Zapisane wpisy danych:
▼▼▼

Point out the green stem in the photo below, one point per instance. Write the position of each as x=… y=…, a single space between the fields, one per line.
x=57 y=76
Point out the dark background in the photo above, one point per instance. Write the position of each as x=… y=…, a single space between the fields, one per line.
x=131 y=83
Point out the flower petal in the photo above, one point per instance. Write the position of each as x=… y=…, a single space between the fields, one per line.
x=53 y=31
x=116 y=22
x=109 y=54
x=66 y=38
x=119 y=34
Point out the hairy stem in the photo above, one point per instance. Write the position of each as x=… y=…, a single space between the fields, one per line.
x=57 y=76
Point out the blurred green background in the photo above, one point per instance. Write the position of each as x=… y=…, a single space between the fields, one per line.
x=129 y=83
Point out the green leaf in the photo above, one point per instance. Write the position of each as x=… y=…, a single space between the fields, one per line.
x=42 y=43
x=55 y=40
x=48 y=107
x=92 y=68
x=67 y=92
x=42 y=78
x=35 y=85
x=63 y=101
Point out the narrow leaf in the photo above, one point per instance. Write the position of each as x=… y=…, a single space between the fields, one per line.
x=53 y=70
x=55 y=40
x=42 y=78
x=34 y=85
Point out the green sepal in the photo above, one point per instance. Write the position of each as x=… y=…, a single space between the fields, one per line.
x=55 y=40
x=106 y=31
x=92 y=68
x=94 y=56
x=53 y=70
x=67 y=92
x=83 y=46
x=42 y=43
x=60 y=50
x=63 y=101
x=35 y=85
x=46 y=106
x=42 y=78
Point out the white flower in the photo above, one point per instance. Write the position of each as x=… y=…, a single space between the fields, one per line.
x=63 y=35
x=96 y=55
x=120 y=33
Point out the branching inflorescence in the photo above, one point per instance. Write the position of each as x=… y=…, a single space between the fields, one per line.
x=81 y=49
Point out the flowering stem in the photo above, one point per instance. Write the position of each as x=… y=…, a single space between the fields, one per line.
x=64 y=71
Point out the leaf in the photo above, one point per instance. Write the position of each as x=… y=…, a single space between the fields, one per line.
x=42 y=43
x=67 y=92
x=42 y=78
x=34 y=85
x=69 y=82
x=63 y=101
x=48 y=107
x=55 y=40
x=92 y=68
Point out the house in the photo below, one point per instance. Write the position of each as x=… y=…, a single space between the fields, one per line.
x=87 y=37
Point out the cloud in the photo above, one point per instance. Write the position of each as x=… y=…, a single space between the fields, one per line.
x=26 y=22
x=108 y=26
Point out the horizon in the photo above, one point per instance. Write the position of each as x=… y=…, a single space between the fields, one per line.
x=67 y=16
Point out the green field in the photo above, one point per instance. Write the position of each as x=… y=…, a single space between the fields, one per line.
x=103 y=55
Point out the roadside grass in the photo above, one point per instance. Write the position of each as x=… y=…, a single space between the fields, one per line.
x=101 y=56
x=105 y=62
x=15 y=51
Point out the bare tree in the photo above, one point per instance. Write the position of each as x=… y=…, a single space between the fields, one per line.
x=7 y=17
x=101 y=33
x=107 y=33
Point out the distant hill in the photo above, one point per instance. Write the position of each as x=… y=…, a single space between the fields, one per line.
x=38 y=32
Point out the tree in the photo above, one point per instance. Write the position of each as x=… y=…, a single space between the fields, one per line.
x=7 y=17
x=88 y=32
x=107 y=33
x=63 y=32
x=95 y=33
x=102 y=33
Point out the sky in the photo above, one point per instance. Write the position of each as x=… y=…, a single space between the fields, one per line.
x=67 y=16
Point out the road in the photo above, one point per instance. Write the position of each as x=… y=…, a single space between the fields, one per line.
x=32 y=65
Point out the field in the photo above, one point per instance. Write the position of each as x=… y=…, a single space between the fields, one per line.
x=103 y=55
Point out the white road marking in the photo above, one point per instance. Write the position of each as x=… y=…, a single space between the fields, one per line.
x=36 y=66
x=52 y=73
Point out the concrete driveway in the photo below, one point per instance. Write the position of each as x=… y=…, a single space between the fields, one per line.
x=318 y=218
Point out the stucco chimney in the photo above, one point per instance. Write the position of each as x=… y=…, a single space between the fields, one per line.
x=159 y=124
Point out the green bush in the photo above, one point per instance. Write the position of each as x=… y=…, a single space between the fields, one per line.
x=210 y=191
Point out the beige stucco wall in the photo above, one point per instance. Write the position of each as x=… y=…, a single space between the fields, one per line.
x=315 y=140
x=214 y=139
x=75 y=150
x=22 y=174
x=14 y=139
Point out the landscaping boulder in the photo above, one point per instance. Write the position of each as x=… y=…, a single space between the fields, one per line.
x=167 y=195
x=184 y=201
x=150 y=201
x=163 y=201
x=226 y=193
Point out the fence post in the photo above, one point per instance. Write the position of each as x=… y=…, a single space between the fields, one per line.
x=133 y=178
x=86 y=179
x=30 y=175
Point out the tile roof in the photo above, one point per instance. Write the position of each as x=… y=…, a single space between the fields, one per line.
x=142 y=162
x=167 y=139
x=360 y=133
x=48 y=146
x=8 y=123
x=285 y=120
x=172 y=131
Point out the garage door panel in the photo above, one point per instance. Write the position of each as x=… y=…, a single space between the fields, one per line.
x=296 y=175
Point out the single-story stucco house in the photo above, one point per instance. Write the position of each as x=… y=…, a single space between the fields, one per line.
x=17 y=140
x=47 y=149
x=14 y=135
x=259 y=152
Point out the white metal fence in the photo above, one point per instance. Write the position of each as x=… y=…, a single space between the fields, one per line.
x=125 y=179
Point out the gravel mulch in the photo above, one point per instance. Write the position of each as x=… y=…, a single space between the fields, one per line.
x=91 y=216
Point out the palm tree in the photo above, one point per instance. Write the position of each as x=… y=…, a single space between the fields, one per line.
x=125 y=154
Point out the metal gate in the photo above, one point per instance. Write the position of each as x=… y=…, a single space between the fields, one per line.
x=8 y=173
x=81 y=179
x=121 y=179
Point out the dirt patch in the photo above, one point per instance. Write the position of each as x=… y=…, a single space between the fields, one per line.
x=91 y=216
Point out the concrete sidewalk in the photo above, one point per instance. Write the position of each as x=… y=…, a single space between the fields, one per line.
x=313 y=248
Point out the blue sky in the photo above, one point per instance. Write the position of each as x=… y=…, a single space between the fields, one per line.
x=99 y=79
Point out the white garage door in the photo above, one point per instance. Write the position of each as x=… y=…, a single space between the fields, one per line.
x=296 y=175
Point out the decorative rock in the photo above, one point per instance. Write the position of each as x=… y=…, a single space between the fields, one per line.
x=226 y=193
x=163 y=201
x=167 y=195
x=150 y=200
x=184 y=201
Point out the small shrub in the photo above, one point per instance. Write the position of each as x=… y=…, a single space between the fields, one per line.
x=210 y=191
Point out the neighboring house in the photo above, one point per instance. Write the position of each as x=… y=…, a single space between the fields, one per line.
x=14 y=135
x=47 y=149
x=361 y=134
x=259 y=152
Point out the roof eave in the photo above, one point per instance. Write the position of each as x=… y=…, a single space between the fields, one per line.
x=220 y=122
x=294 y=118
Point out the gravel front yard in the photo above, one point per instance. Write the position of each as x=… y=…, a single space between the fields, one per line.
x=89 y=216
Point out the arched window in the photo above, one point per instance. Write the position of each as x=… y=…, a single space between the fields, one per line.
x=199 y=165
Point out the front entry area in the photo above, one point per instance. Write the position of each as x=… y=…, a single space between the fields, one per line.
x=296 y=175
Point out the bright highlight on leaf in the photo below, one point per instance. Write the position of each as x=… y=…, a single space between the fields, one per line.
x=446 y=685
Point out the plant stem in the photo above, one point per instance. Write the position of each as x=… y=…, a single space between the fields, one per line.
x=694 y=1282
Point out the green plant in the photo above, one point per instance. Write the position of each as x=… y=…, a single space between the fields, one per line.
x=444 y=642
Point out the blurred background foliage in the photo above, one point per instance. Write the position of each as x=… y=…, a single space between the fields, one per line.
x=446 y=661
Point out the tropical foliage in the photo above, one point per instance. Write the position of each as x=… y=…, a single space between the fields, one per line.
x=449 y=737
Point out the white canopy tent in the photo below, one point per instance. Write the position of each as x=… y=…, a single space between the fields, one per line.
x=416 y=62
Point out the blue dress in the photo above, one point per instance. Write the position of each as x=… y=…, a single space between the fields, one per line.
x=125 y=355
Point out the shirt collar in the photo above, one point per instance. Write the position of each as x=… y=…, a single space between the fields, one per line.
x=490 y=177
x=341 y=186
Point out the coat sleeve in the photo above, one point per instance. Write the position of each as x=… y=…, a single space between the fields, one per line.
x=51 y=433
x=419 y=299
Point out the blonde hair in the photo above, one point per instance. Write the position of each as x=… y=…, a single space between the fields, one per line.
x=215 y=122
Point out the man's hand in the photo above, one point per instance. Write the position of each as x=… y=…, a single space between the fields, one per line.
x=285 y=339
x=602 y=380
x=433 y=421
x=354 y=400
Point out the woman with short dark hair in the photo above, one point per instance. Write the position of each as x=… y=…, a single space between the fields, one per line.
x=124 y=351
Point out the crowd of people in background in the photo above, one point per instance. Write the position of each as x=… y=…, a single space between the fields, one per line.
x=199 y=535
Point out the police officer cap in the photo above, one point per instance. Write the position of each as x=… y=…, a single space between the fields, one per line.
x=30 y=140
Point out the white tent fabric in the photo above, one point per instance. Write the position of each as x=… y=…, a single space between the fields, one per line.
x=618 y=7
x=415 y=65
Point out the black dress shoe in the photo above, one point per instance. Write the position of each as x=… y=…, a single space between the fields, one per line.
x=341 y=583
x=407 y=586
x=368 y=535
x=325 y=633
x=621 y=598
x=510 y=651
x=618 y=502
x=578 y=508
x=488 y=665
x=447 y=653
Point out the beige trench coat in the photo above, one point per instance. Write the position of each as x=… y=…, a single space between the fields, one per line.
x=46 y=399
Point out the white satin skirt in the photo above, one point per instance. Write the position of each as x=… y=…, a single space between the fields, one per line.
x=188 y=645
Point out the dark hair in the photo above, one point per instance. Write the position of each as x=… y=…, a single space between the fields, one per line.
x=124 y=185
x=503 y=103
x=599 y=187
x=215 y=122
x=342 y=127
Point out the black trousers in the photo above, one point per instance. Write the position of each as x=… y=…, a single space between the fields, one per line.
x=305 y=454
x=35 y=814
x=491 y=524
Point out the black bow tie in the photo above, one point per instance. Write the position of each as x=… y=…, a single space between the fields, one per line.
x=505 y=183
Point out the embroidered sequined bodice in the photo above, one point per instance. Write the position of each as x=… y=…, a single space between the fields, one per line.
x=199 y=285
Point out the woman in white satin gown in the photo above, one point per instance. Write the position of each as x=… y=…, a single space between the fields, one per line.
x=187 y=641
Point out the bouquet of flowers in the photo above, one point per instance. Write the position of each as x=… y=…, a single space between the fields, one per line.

▲▲▲

Cel zadania — Ułóż fragment zestawienia od wiersza zawierającego „Point out the arched” do wiersza zawierającego „x=449 y=737”, oba włącznie, jako listę JSON z napisami, po jednym na każdy wiersz. Puste wiersze pomiń.

Pełna odpowiedź —
[
  "Point out the arched window in the photo above, one point per instance. Write the position of each as x=… y=…, a single space between the fields, one per line.",
  "x=199 y=165",
  "Point out the front entry area in the photo above, one point per instance. Write the position of each as x=… y=…, a single space between the fields, one per line.",
  "x=296 y=175",
  "Point out the bright highlight on leaf in the photo below, one point per instance. Write the position of each as x=… y=…, a single space between the fields, one per line.",
  "x=446 y=685",
  "Point out the plant stem in the photo above, one point per instance. Write the position of each as x=… y=…, a single space between the fields, one per line.",
  "x=694 y=1282",
  "Point out the green plant in the photo above, one point per instance. Write the position of each as x=… y=…, a single space between the fields, one per line.",
  "x=444 y=642",
  "Point out the blurred background foliage in the photo above, one point per instance. Write the position of each as x=… y=…, a single space between the fields, one per line.",
  "x=446 y=661",
  "Point out the tropical foliage in the photo above, one point per instance. Write the position of each as x=… y=…, a single space between the fields, one per line.",
  "x=449 y=737"
]